[Image point annotation entries]

* * * * * * *

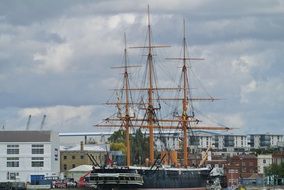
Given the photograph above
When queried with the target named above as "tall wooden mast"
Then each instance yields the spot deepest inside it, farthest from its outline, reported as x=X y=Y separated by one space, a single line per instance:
x=127 y=116
x=150 y=109
x=185 y=102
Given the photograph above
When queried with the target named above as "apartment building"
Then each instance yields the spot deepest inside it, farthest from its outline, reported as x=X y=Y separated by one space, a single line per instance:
x=74 y=156
x=28 y=155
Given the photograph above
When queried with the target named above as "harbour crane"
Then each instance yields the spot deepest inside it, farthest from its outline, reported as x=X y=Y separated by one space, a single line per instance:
x=42 y=122
x=28 y=122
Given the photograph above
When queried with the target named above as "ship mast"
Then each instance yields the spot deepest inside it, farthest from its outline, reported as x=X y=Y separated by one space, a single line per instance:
x=185 y=102
x=127 y=116
x=150 y=109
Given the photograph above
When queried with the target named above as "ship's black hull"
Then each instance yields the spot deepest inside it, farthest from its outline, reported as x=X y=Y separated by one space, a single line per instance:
x=163 y=178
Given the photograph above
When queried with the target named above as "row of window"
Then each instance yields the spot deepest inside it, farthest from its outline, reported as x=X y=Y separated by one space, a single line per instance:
x=36 y=162
x=14 y=149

* * * * * * *

■ **Task description**
Make an exact copy of the listing above. Do not include the pictures.

■ **The completed task**
Given the photograph above
When queried with the target named above as "tall wooden mast"
Then each instance yields the spot deepest inside it, farthest from its outline, reported as x=X y=Y separated by one space, a single line per instance:
x=127 y=116
x=150 y=109
x=185 y=102
Given the photograph above
When queried with the target named above as "apartment building"
Then each instance yields the spot deepest inside it, farthest from its outline, reported as x=X y=Y separated by one space, a single line per instance:
x=74 y=156
x=28 y=155
Given the photograph above
When queried with the target named above as "harbour crane"
Then each instance yields the spot deepest inside it, farthest from its outline, reported as x=X y=Y separated by one space, a single line per instance:
x=42 y=122
x=28 y=122
Given the photograph above
When queried with the target named above as "ship mast"
Then each instance yields the spot deepest inside it, farthest from its outline, reported as x=X y=Y separated by one space, a single line per instance:
x=185 y=102
x=127 y=116
x=150 y=109
Given the photograph above
When queried with the target named above as "ship's black hull"
Then each instance yields the spot deepest inside it, farthest from its outline, reported as x=X y=Y separated by one space, a single line per instance:
x=163 y=178
Given the photograph above
When queried with the target named above as "row of window"
Then each instance yields the spot deepest inside it, farthest from its outline, reported as x=X y=Y separated by one space, a single line per instance:
x=36 y=162
x=14 y=149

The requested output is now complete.